An exact copy of every entry is the required answer.
◇ ◇ ◇
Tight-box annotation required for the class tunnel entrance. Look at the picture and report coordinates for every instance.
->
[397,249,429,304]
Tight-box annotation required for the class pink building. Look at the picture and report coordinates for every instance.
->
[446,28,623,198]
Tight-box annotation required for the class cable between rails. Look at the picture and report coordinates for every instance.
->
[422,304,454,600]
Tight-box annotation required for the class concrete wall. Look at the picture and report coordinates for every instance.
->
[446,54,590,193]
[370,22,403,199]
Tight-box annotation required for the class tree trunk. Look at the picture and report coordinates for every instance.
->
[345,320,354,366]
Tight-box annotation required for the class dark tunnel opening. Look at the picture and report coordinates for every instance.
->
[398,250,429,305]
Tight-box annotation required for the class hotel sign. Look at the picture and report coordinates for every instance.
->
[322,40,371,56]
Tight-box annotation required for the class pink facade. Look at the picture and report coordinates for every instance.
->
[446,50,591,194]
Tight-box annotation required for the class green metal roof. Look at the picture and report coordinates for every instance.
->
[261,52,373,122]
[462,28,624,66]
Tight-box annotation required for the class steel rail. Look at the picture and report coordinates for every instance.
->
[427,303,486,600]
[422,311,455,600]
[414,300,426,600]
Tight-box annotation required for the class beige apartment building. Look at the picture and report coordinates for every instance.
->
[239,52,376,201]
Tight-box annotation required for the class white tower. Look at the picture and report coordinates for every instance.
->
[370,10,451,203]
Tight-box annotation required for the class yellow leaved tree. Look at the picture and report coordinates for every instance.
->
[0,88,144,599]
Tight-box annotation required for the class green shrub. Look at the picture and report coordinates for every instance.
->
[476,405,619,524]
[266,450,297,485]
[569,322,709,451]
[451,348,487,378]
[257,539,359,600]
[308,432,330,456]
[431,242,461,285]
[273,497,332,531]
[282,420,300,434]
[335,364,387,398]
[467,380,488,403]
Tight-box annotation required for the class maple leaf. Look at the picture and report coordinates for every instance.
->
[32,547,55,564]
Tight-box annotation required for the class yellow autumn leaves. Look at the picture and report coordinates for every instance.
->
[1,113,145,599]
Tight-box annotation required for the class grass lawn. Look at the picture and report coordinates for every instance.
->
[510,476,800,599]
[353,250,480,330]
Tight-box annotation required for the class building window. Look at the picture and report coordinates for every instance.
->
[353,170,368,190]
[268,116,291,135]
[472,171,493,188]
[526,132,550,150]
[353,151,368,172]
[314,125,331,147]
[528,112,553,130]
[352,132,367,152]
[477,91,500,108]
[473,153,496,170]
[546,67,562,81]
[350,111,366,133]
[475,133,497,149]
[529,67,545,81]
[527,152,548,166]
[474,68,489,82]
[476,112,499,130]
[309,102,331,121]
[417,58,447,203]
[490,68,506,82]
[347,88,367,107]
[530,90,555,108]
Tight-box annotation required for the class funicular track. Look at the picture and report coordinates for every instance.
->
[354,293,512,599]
◇ ◇ ◇
SOLUTION FOR THIS PROBLEM
Tight-box annotation required for the class tunnel entrance. Look at the picture and report coordinates for every instance.
->
[397,249,429,304]
Tight-box annotation required for the class pink building. Look at the picture and report coordinates for every instance.
->
[446,28,623,198]
Tight-box annotation required for the class cable between rails. Look at the picture and report coordinates for every instance.
->
[422,304,454,600]
Tight-box annotation required for the class concrete wall. Look at the picture and report coordinates for every instance.
->
[446,54,590,193]
[370,22,403,199]
Tight-box annotation required for the class tree trunk. Look at the picture and report coordinates for every instance.
->
[345,320,354,366]
Tight-box annotation required for the class dark tunnel opening. Look at the picture and report coordinates for every instance.
->
[398,250,429,305]
Tight-box annotation required for the class hotel sign. Look at the picture and report coordinates for every instance.
->
[322,40,371,56]
Tight-box annotation required for the class pink facade. Look at the picture and report coordinates for every instance.
->
[446,50,591,194]
Tight-box annotation required for the class green metal roof. Look at the picture and report coordinates for every instance.
->
[261,52,373,122]
[462,28,624,66]
Tight-box annotation required for the class steel rail. Look at the picture and report coordinates for every instance.
->
[427,303,486,600]
[422,311,455,600]
[414,300,426,600]
Tight-box annotation required for the class beige apartment building. Look at the picture and report coordinates for every instance.
->
[239,52,376,201]
Tight-box annotation required for the class white tower. Look at the picture and report coordinates for every instance.
->
[370,10,451,203]
Tight-box annotation required for the class yellow leaved tree. Look at the picture and report coordinates for every instance.
->
[0,88,144,599]
Tight-box annotation required for the class green shrub. Look at the picture and report coordinates for every instance.
->
[476,405,619,524]
[266,450,297,485]
[569,322,709,451]
[451,348,487,378]
[257,539,359,600]
[308,432,330,456]
[431,242,461,285]
[273,497,332,531]
[282,420,300,434]
[335,364,387,398]
[467,380,488,403]
Tight-box annotation required for the class maple leaf. Look at the picture and report coordinates for every instance.
->
[32,547,55,564]
Tight-box annotation required for the class yellow autumn leaves. Look at the picture and report coordinates for every instance.
->
[1,113,145,599]
Tight-box annotation required for the class grass lawn. Look at the picture and report coordinates for every instance.
->
[510,476,800,599]
[353,250,480,330]
Tight-box annotation required for the class building window. Look at the picture and report coordinates for every instance.
->
[353,170,368,190]
[268,116,291,135]
[472,171,493,188]
[526,132,550,150]
[353,151,368,172]
[314,125,331,147]
[528,112,553,130]
[352,132,367,152]
[477,91,500,108]
[473,153,496,170]
[546,67,562,81]
[350,111,366,133]
[475,133,497,149]
[529,67,545,81]
[527,152,548,166]
[474,68,489,82]
[476,112,499,130]
[309,102,331,121]
[417,58,447,203]
[490,68,506,82]
[347,88,367,107]
[530,90,555,108]
Tight-box annotation required for the class funicular track. Look at the picture and report coordinates for every instance.
->
[354,293,512,599]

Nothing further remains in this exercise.